Dataset records about object locations:
* * *
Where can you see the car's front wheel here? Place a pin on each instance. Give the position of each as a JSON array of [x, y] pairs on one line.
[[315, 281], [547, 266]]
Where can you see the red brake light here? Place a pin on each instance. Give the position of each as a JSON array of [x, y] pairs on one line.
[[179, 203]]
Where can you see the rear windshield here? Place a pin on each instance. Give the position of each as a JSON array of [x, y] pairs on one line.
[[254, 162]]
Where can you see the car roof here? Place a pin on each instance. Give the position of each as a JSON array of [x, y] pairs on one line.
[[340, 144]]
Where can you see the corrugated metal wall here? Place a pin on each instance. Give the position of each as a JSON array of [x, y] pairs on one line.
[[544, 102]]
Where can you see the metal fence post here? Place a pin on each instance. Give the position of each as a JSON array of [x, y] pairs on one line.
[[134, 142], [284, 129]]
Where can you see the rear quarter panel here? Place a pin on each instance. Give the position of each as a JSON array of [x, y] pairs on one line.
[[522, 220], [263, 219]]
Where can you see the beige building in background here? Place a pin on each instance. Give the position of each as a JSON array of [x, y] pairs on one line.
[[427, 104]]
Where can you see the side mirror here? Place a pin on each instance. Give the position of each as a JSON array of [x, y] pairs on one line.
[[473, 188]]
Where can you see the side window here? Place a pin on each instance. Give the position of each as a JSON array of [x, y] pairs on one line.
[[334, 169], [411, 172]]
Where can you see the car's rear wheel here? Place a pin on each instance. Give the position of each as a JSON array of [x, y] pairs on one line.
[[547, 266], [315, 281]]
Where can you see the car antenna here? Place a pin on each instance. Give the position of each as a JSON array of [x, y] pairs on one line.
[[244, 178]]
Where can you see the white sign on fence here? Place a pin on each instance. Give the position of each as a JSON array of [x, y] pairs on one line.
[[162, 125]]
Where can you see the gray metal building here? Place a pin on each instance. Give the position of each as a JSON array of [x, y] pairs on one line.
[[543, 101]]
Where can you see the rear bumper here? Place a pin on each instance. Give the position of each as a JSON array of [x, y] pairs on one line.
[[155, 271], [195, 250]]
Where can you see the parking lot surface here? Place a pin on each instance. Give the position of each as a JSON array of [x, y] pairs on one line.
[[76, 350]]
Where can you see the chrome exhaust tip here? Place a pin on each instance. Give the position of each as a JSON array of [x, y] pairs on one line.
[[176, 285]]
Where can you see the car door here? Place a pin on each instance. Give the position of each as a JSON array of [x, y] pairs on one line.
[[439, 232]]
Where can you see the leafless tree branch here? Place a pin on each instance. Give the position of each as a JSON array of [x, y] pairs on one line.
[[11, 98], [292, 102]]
* * *
Requirements: Restate every line of the data word for word.

Exercise output:
Where can you see the car's front wheel here? Place a pin on each instance. Give the position of each as a JSON array of [x, y] pairs on one line.
[[315, 281], [547, 266]]
Where can you see the red brake light here? Place a pin on each instance. Give the position of each as a JSON array of [x, y] pairs on one line.
[[179, 203]]
Where can you see the rear windshield here? Place a pin on each instance. Give the position of each as a JSON array of [x, y] pairs on one line.
[[254, 162]]
Where can you see the car roof here? Place a pin on each instance. Give the position of each as a JSON array of [x, y] pairs on one line.
[[340, 144]]
Where can you see the corrugated metal wall here? Place a pin on each instance. Give the position of each as a JSON array of [x, y] pairs on one line.
[[544, 102]]
Where can you see the metal fence post here? Place a pin on each instance. Give the position of each as a JSON array of [x, y] pairs on one line.
[[134, 142], [284, 129]]
Where can you see the rear quarter panel here? Place a pin on each instance. Give the position of each as a JSON array of [x, y] pairs on one line.
[[522, 220], [263, 219]]
Where can you see the beige building in background here? Place a pin on each instance. Give the position of each as a JSON array of [x, y] pairs on one line.
[[427, 104]]
Where can you see the side mirror here? Place a pin on each instance. Give the position of each as a JSON array of [x, y] pairs on one line.
[[473, 188]]
Where can you see the side window here? Place a pin on each instance. Give the position of each as a JSON array of [x, y] pairs on one line.
[[334, 169], [411, 172]]
Where can you see the car's rear wheel here? Place a pin on each instance. Give the position of each as a JSON array of [x, y] pairs on one line.
[[547, 266], [315, 281]]
Where can you see the car antenna here? Place a pin on each instance. Give the position of each as a JSON array of [x, y] pairs on one line.
[[244, 178]]
Where can you see the white sign on fence here? Place a pin on each instance. Give the position of each as a JSON array of [x, y] pairs on one line.
[[162, 125]]
Where can you see the gray metal building here? Place a pin on each instance. Give the position of each as a JSON array of [x, y] pairs on one line.
[[543, 101]]
Where can you see the rear bumper here? Place a pin on each instance. Give the position of each as a JSON array of [x, y] pairs on one line.
[[155, 271], [195, 250]]
Where can you see the parking lot surface here? Place a pin on each instance. Give the position of each as a JSON array of [x, y] pairs on one line.
[[76, 350]]
Where can you see the chrome exhaust tip here? Place a pin on each instance. Give the position of each as a JSON array of [x, y] pairs on one line.
[[176, 285]]
Where can you see the car door here? Place a pin on each instance. Give the position of each as a JSON array of [x, y] pairs on one line.
[[439, 232]]
Where can you see the leafless tree branch here? Place a pin on each instance. Give the position of each as a JSON array of [x, y] pairs on one line.
[[11, 98], [292, 102]]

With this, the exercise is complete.